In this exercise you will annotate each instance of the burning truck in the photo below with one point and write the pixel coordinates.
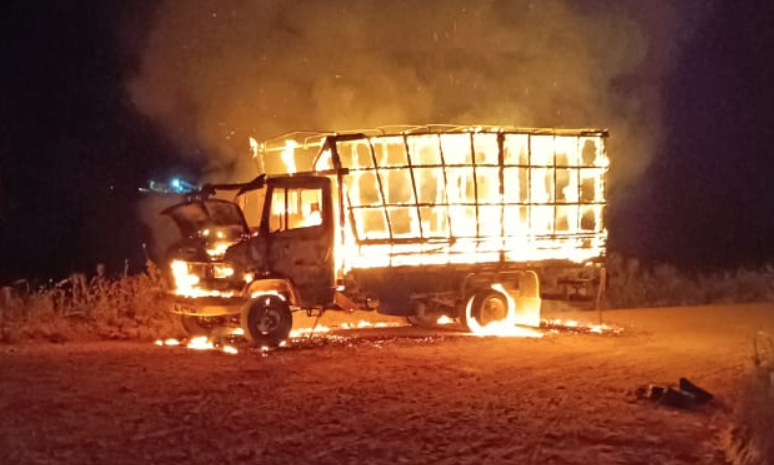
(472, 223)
********
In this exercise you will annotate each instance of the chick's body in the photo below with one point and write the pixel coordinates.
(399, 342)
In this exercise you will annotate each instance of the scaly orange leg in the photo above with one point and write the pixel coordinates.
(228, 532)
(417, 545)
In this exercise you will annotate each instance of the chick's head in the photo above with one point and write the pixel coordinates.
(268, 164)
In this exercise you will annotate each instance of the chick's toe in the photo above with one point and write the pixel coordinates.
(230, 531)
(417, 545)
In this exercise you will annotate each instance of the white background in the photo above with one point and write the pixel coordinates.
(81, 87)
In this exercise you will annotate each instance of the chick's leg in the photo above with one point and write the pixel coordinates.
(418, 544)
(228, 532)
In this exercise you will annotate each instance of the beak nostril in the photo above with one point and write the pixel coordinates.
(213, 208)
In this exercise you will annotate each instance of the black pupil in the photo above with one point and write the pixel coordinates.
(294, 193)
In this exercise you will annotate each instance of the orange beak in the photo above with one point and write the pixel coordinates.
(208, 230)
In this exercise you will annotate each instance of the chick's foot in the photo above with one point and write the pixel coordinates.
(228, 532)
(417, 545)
********
- Requirement
Pull out every line of the records that contains the word "orange", and treat uppercase and lowercase letters as different.

- Response to the task
In this exercise you will annotate each instance of the scaly orange leg in the photo above with one point and write the pixel coordinates.
In this exercise you will annotate each instance of the orange beak in the photo above with one point and write the pixel coordinates.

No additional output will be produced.